DATA FOR THIS TASK:
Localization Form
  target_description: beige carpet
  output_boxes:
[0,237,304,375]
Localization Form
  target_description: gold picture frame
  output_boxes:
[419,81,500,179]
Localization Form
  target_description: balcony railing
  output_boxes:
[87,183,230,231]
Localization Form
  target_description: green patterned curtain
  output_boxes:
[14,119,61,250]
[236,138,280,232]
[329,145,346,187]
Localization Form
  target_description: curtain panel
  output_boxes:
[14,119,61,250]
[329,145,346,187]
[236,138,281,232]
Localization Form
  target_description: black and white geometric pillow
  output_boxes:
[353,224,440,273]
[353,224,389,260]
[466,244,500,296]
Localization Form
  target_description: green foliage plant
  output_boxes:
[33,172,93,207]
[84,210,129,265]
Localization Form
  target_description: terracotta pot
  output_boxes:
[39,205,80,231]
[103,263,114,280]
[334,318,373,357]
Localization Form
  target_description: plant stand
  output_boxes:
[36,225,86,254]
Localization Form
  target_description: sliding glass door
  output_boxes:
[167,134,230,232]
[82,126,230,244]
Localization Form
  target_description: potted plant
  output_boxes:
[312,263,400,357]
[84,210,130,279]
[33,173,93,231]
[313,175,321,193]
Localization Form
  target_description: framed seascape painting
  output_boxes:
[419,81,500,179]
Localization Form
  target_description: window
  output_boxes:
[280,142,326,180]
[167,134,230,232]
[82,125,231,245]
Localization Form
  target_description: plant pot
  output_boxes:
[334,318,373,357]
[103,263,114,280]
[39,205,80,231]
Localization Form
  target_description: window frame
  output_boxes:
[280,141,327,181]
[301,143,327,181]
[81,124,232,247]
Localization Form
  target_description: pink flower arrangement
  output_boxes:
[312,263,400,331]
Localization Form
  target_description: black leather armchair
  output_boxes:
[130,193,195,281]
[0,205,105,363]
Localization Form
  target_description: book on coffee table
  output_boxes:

EXERCISE DETAILS: Which lines of the records contain the word "black"? Copy each of them.

TASK ANSWER:
  target_description: black and white geometric pillow
  target_description: black leather armchair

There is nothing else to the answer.